- _TASK DESCRIPTION_:
Reproduce every entry below precisely; do not include the pictures.
━━━━━━━━━━━━━━━━
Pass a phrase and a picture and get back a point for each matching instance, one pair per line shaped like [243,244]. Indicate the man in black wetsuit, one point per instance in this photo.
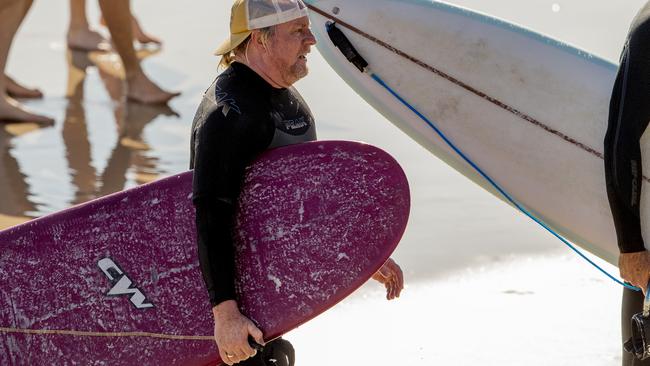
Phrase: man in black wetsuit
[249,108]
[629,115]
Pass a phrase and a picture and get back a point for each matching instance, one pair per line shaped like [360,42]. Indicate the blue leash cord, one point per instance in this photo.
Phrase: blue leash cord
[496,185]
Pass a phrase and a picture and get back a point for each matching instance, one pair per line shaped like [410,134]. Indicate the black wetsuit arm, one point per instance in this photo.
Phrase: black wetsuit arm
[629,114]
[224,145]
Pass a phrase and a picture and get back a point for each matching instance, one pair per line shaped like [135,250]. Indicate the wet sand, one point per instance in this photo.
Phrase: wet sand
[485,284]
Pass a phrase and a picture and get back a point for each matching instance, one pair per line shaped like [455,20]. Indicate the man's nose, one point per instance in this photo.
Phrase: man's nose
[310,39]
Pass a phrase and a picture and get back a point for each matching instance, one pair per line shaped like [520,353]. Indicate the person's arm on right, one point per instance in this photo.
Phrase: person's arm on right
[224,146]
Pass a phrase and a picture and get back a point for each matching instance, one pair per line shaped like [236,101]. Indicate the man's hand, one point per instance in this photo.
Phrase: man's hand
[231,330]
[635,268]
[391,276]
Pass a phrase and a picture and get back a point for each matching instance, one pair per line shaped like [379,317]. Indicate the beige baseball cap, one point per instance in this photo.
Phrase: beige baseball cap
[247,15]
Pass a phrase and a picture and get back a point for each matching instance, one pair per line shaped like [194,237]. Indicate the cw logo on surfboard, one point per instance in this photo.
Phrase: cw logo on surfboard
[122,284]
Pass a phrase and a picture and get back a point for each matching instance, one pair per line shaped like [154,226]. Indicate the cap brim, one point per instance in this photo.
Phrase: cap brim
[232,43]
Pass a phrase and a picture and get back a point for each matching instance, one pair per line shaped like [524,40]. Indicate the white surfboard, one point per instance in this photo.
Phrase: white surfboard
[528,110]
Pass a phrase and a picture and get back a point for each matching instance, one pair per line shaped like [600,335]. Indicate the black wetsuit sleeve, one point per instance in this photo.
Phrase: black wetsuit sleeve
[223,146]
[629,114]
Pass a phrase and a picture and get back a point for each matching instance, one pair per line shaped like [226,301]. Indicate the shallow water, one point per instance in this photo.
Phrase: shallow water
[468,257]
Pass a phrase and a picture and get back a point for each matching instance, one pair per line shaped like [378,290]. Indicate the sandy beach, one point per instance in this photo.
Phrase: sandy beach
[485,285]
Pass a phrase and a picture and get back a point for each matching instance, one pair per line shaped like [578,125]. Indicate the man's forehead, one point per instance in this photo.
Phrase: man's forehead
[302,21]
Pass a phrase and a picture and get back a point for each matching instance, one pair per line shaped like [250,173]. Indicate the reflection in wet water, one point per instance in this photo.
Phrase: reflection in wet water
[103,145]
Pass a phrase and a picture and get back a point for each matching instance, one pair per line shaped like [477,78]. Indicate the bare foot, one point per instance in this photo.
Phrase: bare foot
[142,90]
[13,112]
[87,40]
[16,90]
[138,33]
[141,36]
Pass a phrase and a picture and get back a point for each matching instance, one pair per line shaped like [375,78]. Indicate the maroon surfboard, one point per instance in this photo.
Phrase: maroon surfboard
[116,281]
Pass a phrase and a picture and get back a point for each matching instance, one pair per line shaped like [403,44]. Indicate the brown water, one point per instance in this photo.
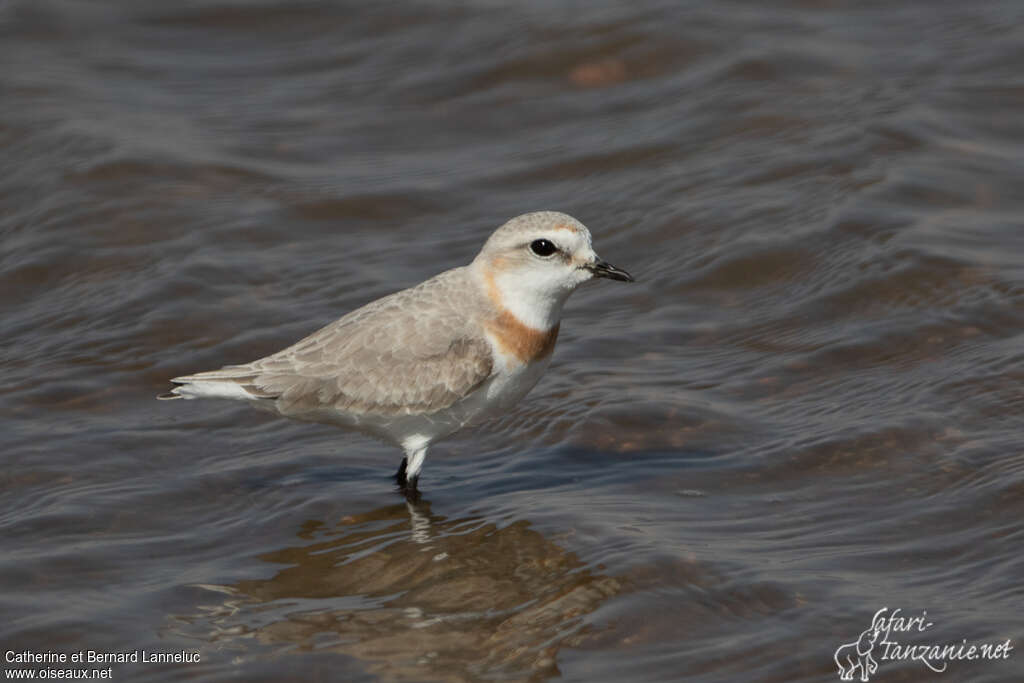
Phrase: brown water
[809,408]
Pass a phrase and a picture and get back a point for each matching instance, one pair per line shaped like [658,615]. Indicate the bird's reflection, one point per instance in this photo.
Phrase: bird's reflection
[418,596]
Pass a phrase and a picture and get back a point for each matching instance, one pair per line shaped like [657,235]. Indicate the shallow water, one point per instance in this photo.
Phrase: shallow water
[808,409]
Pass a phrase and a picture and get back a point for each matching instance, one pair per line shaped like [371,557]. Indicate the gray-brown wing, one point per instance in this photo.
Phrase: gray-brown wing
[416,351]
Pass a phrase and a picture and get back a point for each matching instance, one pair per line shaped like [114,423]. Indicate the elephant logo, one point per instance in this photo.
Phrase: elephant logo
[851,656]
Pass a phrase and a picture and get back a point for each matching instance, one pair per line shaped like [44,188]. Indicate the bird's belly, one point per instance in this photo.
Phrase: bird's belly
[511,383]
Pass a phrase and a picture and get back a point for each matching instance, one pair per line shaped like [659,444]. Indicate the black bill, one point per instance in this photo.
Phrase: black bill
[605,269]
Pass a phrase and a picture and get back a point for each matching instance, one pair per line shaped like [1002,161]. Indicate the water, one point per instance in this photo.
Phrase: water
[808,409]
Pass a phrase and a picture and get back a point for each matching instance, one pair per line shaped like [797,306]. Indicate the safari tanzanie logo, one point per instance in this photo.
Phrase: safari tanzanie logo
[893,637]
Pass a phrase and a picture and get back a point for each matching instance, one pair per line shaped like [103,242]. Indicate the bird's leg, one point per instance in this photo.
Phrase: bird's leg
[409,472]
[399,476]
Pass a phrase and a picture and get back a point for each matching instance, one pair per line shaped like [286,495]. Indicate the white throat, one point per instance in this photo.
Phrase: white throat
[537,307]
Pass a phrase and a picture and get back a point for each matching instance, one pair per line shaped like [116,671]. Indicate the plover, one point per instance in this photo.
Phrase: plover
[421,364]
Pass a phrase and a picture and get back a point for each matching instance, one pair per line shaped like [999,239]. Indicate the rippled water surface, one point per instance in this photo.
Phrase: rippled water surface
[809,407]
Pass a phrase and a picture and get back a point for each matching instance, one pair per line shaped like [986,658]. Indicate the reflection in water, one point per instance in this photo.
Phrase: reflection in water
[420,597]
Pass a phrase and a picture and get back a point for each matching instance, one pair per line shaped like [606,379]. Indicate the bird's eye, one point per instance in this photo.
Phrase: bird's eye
━━━━━━━━━━━━━━━━
- _THE SOLUTION_:
Pass a phrase and a picture and get back a point for each matching instance, one pair per line shaped like [243,244]. Indicate the man in black wetsuit, one point per instance in this photo.
Phrase: man in black wetsuit
[249,108]
[629,115]
Pass a phrase and a picture and get back a point for each matching instance, one pair per line shaped like [360,42]. Indicate the blue leash cord, one point per instance in this photo.
Phrase: blue leash cord
[496,185]
Pass a phrase and a picture and get back a point for each matching instance, one pair per line shaped like [410,134]. Indicate the black wetsuit arm, one point per instance in this photo.
Phrase: black wetsuit arm
[629,114]
[224,145]
Pass a phrase and a picture and get back a point for each matching instance, one pair per line shaped like [135,250]. Indicate the wet sand, one point per instance in this photo.
Phrase: wet sand
[485,284]
Pass a phrase and a picture and get back a point for each matching instance, one pair per line shaped like [455,20]. Indicate the man's nose, one point per instance in this photo.
Phrase: man's nose
[310,39]
Pass a phrase and a picture and get back a point for each matching instance, one pair per line shaped like [520,353]. Indicate the person's arm on right, one point per instance in this photo.
Phrase: person's arm on right
[224,146]
Pass a phrase and a picture and get back a point for each matching instance, one pair per line shaped like [236,101]. Indicate the man's hand, one point per instance in this photo.
Phrase: man's hand
[231,330]
[635,268]
[391,276]
Pass a phrase and a picture and get back a point for each matching instance, one pair per line shaped like [379,317]. Indicate the beige baseball cap, one point per instance in this photo.
Phrase: beige baseball cap
[247,15]
Pass a phrase and a picture and get back a point for each matching instance, one pair per line shaped like [194,237]. Indicate the cw logo on surfboard, one point per instance in this photo.
Phrase: cw logo on surfboard
[122,284]
Pass a phrase and a picture and get back a point for each matching instance, one pair per line shaped like [154,226]. Indicate the cap brim, one point per instance in this photo.
Phrase: cap brim
[232,43]
Pass a phrase and a picture and get back a point for each matching instance, one pair per line shaped like [524,40]. Indicate the white surfboard, one point per instance in this photo.
Phrase: white surfboard
[528,110]
Pass a phrase and a picture and get back a point for each matching instance, one pair per line shaped like [600,335]. Indicate the black wetsuit sleeve, one point per instance in this photo.
Phrase: black wetsuit sleeve
[223,146]
[629,114]
Pass a phrase and a picture and get back a point for each matching instance, one pair per line shaped like [226,301]. Indicate the shallow water, one point per instance in this photo.
Phrase: shallow water
[468,257]
Pass a phrase and a picture and get back a point for each matching instance, one pair per line shaped like [378,290]. Indicate the sandy beach, one point per instance in this photo.
Phrase: sandy beach
[485,285]
Pass a phrase and a picture and get back a point for each matching instance, one pair per line shaped like [578,125]. Indicate the man's forehead, one point per instance in this photo.
Phrase: man's forehead
[302,21]
Pass a phrase and a picture and get back a point for each matching instance, one pair per line shaped like [250,173]. Indicate the reflection in wet water, one point per instance in this photo.
Phrase: reflection in wet water
[103,145]
Pass a phrase and a picture and get back a point for each matching instance, one pair per line shaped like [477,78]. Indicate the bare foot, one point per instance in this photo.
Phrase: bare foot
[142,90]
[13,112]
[87,40]
[16,90]
[138,33]
[141,36]
Pass a phrase and a picture and get back a point for each matching instance, one pair per line shaped like [375,78]. Indicate the maroon surfboard, one point per instance in this photo.
Phrase: maroon surfboard
[116,281]
Pass a phrase and a picture and get back a point for each matching instance, one pair per line shaped like [403,44]. Indicate the brown water, one point per instance in this photo.
Phrase: brown water
[809,408]
Pass a phrase and a picture and get back a point for each matching instance, one pair per line shaped like [658,615]. Indicate the bird's reflection, one point per instance in this photo.
Phrase: bird's reflection
[418,596]
Pass a phrase and a picture and get back a point for each matching instance, one pair per line shaped like [657,235]. Indicate the shallow water, one point per instance in this photo.
Phrase: shallow water
[808,409]
Pass a phrase and a picture and get back a point for each matching instance, one pair per line shaped like [371,557]. Indicate the gray-brown wing, one point per instance in this photo.
Phrase: gray-brown wing
[416,351]
Pass a phrase and a picture and get back a point for each matching instance, one pair per line shaped like [114,423]. Indicate the elephant logo, one point per instance in this photo.
Phrase: elephant logo
[851,656]
Pass a phrase and a picture and get back a point for each matching instance, one pair per line shaped like [44,188]. Indicate the bird's belly, one point per instance in this photo.
Phrase: bird's belly
[511,383]
Pass a phrase and a picture and get back a point for each matching instance, one pair per line shaped like [659,444]. Indicate the black bill, one point per instance in this photo.
Phrase: black bill
[605,269]
Pass a phrase and a picture and get back a point for each matching instance, one pair per line shaped like [1002,161]. Indicate the water, one point per instance in this photo.
Phrase: water
[808,409]
Pass a phrase and a picture and get back a point for each matching instance, one pair per line shaped like [797,306]. Indicate the safari tanzanie logo, one point per instance in this photo.
Phrase: safari tanzanie logo
[893,637]
Pass a phrase and a picture and get back a point for each matching instance, one pair per line shaped like [103,242]. Indicate the bird's leg, one point per instance in this photo.
Phrase: bird's leg
[409,472]
[399,476]
Pass a phrase and a picture and get back a point for each matching instance, one pair per line shaped like [286,495]. Indicate the white throat, one point per instance in this photo.
Phrase: white throat
[537,307]
Pass a phrase and a picture and get back a point for each matching instance, one pair per line shaped like [116,671]. Indicate the plover, one point per instance in this photo.
Phrase: plover
[421,364]
Pass a phrase and a picture and get back a point for each matching instance, one pair per line shaped like [999,239]. Indicate the rippled water surface, one point per instance in this photo.
Phrase: rippled water surface
[809,407]
Pass a phrase and a picture and get back a point for each matching instance, one pair per line shaped like [986,658]. Indicate the reflection in water, one point per instance in this photo.
Phrase: reflection in water
[420,597]
Pass a phrase and a picture and get back a point for each matching instance, one pair per line shaped like [606,379]. Indicate the bird's eye, one point per instance in this photo.
Phrase: bird's eye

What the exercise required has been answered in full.